◆ **Set exercise**:
Can you copy out, unchanged, every line from the one containing "Guideline: for every instance of the rear tire, the" through the end of the records below?

-- Start Source material --

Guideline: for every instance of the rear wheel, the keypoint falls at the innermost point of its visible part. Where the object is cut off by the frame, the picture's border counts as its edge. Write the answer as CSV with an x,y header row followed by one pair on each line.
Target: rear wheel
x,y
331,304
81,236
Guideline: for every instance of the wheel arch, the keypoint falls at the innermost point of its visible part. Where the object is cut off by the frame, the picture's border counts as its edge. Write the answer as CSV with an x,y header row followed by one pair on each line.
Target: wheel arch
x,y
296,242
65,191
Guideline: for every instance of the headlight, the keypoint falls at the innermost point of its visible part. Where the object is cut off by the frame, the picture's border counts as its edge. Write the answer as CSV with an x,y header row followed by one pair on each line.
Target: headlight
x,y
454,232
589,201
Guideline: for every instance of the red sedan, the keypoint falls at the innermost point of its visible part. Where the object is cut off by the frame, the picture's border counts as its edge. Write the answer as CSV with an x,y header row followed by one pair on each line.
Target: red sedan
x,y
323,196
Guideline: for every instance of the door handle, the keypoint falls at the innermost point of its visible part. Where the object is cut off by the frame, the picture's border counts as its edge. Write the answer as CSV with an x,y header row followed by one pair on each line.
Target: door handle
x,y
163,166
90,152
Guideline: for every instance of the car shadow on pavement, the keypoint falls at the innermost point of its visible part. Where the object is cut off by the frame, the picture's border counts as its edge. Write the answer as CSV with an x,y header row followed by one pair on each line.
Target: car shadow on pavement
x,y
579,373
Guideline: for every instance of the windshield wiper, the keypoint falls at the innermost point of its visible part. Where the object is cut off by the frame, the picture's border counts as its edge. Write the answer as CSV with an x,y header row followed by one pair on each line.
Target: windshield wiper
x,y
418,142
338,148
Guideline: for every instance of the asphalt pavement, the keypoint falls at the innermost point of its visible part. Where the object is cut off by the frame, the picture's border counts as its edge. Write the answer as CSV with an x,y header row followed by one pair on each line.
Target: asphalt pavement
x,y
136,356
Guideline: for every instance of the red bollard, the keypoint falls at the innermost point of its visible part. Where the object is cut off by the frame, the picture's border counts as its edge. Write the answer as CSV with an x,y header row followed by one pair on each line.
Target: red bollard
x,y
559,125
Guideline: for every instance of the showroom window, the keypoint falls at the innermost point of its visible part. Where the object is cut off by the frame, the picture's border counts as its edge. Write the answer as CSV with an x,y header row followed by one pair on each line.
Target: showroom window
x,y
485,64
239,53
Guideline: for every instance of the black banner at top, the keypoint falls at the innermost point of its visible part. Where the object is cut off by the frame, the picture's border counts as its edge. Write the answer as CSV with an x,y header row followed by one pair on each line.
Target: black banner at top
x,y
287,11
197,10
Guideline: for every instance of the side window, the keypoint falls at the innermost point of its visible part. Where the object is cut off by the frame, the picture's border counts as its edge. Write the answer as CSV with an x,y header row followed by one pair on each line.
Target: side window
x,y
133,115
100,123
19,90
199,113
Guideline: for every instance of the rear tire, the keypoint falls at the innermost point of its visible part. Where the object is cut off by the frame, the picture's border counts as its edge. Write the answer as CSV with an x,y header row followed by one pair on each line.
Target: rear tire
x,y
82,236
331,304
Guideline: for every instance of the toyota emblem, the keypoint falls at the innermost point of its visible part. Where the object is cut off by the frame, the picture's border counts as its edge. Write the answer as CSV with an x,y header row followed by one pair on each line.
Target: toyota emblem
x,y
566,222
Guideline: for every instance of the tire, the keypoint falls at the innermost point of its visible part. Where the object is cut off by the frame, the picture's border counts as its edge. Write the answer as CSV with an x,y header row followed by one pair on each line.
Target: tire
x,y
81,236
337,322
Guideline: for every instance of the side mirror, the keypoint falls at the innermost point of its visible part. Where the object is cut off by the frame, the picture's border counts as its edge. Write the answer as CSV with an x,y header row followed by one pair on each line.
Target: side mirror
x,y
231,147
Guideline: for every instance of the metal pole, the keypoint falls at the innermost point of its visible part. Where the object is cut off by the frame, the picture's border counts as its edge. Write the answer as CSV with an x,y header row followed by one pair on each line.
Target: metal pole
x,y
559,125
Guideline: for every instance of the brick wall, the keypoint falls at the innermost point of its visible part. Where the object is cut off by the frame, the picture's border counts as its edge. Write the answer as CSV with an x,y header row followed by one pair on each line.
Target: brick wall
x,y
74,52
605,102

-- End Source material --

◆ **Task response**:
Guideline: for every instance of the rear tire, the keypoint falls at the innermost point of its visible part. Where the object is cut off by the frame, the picture's border counts as its edge. Write the answer as CSV with an x,y header row followed by one pair on each line.
Target: rear tire
x,y
82,236
331,304
Guideline: for every instance of the toyota emblem, the keypoint falls at the innermost point of its visible part. Where the object is cut off by the frame, the picture's border counts as its edge. Write the answer as CSV with an x,y header row followed by one pair on each line.
Target: toyota emblem
x,y
566,222
Guideline: for every instance of the tire, the keypoint falls at the innermost point of its visible part. Where the object is cut off by the frame, the picture's border counts as its edge. Write the answer as CSV with an x,y header row followed by one pair on each line.
Target: tire
x,y
81,236
337,322
Guideline: for every instance of the side mirror, the keypoint falls at the innermost point of its visible part. Where the object is cut off by the frame, the picture's border counts as its edge. Write the answer as CSV with an x,y header row followed by one pair on each line.
Target: side mirror
x,y
231,147
Guideline: for every instance of the metal pole, the keypoint falls at the innermost point of its visible part. Where the object is cut off by the frame, the picture's border counts as its edge. Write the answer as CSV with an x,y header row followed by one pair on each line.
Target: metal pole
x,y
559,125
Guideline: for every instance of the brick wall, the keypoint falls at the innermost point of its visible part. Where the object is cut off by the frame, the picture's border counts as its edge. Write the answer as CSV with an x,y header row followed by one pair on each line.
Target: brick wall
x,y
74,52
605,102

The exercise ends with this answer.